PAGE TEXT =
The carrot designed to lure New Zealand doctors across the Tasman is about to get bigger. From April, Federal Government controls that effectively tied local GPs to working in the Outback or other rural areas for their first 10 years in Australia are to be lifted.
That means New Zealand doctors can immediately eye Sydney and Melbourne, rather than having, quite unreasonably, to spend time tending the ill in the likes of Woomera and Wodonga.
Already, a worrying number of our doctors are attracted to Australia by pay rates that, for senior GPs, are up to 35 per cent higher than here. The potential is for that situation to worsen considerably.
Senior doctors will doubtless play on this during imminent negotiations over their collective agreement with district health boards.
Their current agreement also ends, coincidentally, in April. Already, they have talked of many patient services being held together by seriously short-staffed and overworked senior medical staff because of the flight of young doctors to Australia, and of wanting big rises to lift salaries closer to Australian rates.
Any such increase would, however, involve money that would, otherwise, be used to improve health services. The public would be the loser. The Health Minister has already said that this year's health-funding increase will be smaller than that of last year. It is, therefore, quite simply impractical for health boards to entertain the sort of largesse proposed by the senior doctors.
Under their current deal, which provided three annual rises of 4.25 per cent, specialists' base salaries increase through 15 annual steps to $195,441 a year. In straitened times, many would consider that reasonable, especially as the doctors can earn a sizeable added sum from allowances, extra hours and shift work.
It would also be wrong for the doctors to suggest there would be no movement to Australia if their demands were met. Fundamentally, New Zealand cannot compete with Australia.
The Australians face their own shortage of doctors and their own brain drain, with many of their best and brightest finding greener fields in the United States and Europe. They can up the ante whenever they want to increase their stock of medical professionals.
The loosening of federal controls will go some way towards undermining the New Zealand Government's own attempt to retain junior doctors through a voluntary bonding scheme.
Those faced with an imposing student loan debt will doubtless find it increasingly attractive to take up a big-money offer in Australia, rather than spend five years working in rural New Zealand.
Nonetheless, there is no need for panic. This is not a new phenomenon or exclusive to doctors. It should be addressed in two ways.

EXERCISE BRIEF =
Reproduce the passage of the editorial on New Zealand doctors moving to Australia from "Their current agreement" to "the senior doctors.". The records are separate material, unrelated to the editorial.

Dataset excerpts
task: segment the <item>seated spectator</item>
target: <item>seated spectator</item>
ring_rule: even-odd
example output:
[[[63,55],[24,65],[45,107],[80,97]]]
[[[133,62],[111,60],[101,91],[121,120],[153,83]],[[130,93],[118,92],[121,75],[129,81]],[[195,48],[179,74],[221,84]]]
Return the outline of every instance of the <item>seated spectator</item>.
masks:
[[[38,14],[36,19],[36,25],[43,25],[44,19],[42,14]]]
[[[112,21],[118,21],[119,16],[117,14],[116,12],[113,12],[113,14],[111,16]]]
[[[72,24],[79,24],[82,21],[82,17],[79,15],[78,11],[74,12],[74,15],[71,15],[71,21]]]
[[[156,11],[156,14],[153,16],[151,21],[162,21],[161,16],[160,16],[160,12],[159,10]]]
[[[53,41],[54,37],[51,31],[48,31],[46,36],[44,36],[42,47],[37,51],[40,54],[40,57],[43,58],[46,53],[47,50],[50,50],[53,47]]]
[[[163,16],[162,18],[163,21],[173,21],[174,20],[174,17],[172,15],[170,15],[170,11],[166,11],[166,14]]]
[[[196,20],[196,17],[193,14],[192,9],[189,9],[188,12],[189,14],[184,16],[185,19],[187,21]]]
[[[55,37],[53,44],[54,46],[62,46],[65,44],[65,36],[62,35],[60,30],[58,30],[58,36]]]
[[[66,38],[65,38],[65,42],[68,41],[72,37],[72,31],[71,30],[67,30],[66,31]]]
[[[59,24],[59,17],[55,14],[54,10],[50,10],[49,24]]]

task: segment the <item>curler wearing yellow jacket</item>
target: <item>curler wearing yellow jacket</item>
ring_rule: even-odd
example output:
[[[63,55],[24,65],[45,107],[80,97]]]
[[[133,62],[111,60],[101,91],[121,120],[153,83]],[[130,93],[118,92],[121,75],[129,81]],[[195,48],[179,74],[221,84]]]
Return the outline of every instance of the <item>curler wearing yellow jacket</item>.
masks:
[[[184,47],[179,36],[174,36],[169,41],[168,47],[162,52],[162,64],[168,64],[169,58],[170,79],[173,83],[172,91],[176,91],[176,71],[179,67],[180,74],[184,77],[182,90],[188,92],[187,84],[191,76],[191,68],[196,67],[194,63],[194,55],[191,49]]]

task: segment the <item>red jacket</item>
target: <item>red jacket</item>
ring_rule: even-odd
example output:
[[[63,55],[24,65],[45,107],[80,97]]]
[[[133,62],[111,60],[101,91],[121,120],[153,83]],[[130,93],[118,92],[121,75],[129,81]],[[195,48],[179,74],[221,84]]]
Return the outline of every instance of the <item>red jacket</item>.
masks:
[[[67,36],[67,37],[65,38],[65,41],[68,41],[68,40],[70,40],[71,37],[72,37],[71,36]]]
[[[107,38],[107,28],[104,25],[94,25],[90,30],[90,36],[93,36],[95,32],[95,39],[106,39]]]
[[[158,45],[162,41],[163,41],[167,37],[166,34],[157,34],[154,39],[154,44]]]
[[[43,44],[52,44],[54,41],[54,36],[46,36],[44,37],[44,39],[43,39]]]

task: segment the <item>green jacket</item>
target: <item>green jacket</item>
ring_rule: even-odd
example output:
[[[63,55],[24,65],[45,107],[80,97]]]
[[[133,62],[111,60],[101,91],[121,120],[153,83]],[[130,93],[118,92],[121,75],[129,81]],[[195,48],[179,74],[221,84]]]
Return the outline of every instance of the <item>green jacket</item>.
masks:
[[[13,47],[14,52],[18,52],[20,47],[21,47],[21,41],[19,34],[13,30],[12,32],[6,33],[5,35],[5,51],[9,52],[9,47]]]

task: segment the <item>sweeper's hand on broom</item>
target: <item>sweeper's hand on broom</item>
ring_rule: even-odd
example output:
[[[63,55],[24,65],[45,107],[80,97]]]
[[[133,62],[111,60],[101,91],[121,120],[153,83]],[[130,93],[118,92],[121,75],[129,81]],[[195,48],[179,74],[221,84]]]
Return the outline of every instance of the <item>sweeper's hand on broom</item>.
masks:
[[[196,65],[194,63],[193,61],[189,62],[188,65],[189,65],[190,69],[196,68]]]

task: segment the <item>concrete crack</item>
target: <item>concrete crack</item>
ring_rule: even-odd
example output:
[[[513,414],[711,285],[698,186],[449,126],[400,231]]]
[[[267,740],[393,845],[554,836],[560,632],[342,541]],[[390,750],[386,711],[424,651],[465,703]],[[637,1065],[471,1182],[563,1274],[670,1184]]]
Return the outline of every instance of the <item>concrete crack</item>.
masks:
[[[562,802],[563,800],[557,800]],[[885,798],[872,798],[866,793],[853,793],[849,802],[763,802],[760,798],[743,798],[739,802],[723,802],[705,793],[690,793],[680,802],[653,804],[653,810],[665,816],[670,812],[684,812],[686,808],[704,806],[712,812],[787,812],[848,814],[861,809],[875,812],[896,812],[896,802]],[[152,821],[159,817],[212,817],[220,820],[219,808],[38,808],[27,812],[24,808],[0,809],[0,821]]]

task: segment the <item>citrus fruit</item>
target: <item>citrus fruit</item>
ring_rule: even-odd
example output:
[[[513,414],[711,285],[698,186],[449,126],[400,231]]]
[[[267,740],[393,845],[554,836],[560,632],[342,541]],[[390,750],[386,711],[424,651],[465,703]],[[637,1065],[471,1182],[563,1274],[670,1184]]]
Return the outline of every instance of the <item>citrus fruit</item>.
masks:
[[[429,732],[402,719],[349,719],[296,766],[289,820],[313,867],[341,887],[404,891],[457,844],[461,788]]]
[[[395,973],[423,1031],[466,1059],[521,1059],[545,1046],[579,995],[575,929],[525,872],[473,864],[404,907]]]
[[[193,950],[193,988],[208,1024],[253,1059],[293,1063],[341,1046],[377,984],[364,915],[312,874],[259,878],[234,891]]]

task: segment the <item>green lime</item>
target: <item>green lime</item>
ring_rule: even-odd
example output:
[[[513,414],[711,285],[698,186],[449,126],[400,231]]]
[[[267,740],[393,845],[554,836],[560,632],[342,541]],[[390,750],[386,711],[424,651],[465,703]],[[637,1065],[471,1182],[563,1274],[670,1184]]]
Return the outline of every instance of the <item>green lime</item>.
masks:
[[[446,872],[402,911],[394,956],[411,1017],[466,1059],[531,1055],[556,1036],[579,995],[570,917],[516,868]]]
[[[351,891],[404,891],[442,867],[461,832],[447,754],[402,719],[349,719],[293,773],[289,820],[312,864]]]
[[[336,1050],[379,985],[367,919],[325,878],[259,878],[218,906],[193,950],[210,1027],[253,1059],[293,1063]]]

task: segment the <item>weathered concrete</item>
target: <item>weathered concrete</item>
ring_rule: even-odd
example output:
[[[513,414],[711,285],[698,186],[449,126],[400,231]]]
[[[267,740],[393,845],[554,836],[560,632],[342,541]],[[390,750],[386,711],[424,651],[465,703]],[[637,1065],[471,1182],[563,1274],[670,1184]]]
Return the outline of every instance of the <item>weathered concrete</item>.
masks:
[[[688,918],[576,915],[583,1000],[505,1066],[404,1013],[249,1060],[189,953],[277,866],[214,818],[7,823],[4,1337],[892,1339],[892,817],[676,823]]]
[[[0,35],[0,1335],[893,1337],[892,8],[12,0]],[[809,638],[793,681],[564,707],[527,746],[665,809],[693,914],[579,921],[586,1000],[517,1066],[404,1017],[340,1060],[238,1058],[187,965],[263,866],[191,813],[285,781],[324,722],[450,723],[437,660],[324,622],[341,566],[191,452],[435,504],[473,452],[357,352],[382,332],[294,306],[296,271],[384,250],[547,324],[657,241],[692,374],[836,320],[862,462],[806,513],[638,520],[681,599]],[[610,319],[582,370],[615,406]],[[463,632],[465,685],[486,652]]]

WRITTEN SOLUTION =
Their current agreement also ends, coincidentally, in April. Already, they have talked of many patient services being held together by seriously short-staffed and overworked senior medical staff because of the flight of young doctors to Australia, and of wanting big rises to lift salaries closer to Australian rates.
Any such increase would, however, involve money that would, otherwise, be used to improve health services. The public would be the loser. The Health Minister has already said that this year's health-funding increase will be smaller than that of last year. It is, therefore, quite simply impractical for health boards to entertain the sort of largesse proposed by the senior doctors.